ACTIONS TO TAKE:
a: List every figure written in numerals in the sustainable investing excerpt below.
b: Answer these from the sustainable investing excerpt below, one answer per line:
(i) Who launched Earth Day in 1970?
(ii) How does the excerpt sum up socially and environmentally responsible investing?
(iii) What two things does the excerpt say its guide will explain?
c: Proceed with the sustainable investing excerpt below, starting right after its final sentence.

DOCUMENT EXCERPT:
>> begin
Want your investments to align with your values? Understand the pros and cons first.

April is Earth Month, and this year’s was extra special as it included the 50th anniversary of Earth Day.  The annual event was launched in 1970 by U.S. Senator Gaylord Nelson as a nationwide teach-in. Back then, an estimated 20 million Americans took to the streets to draw attention to environmental disasters and to demand action to protect the Earth. This year’s efforts were understandably more muted, and yet the environmental crisis is more urgent than ever.

Fortunately, there are plenty of ways that you, as an individual, can have an impact through responsible investment decisions. One of those ways that you might not have considered is socially and environmentally responsible investing—essentially, using your dollars to support sustainably-minded businesses, while withdrawing investment funds from those who are damaging the planet.

Of course, if sustainable investing were as simple as that sounds, everybody would be doing it. But investing—already a complicated thing—in a way that’s socially responsible takes time and effort. You’re in the right place to start, though, with this guide to what environmentally responsible investing is, and what the pros and cons are.
>> end
DATA LINES:
>> begin
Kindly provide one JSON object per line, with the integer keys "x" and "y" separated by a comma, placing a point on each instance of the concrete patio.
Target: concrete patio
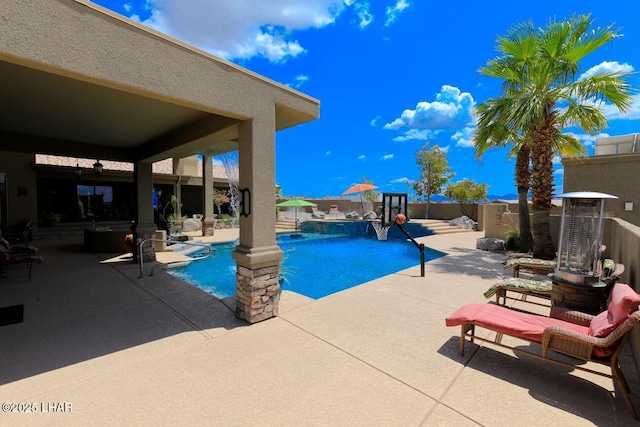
{"x": 117, "y": 349}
>> end
TASK-BY-TASK OUTPUTS:
a:
50th
1970
20 million

b:
(i) U.S. Senator Gaylord Nelson.
(ii) It means using your dollars to support sustainably-minded businesses while withdrawing investment funds from those damaging the planet.
(iii) What environmentally responsible investing is, and what its pros and cons are.

c:
In this article:

What is environmentally responsible investing?

If you search for “environmentally responsible investing,” the results likely will show a whole slew of other terms ranging from green investing to socially responsible investing to sustainable investing. The latter – sustainable investing – is the most commonly used term, but it doesn’t have a widely accepted definition, says Henry Shilling, director of research at Sustainable Research and Analysis.

“Practitioners in this space agree there are several different approaches to achieving sustainable investing,” Shilling says. Those can be boiled down to four main approaches.

Values-based investing

This strategy involves choosing investments for your money that align with particular religious, ethical or social beliefs. Typically, values-based, socially responsible investing entails screening out companies or sectors – such as companies that produce alcohol, tobacco or firearms.

Impact investing

This approach involves achieving a measurable social or environmental impact with your investing. For example, it could include investing in companies that promote gender equality in the workplace or seek to reduce greenhouse gas emissions.

Thematic investing

This strategy is similar to impact investing. It targets specific areas such as, say, investing in alternative energy sources, but it doesn’t necessarily involve achieving measurable outcomes.

ESG investing

Shilling says that ESG is the fastest-growing approach to sustainable investing. It takes into account companies’ environmental, social and governance practices. As an investor, it’s important to be aware of these distinctions. These ESG factors will come into play as you weigh your sustainable investment options.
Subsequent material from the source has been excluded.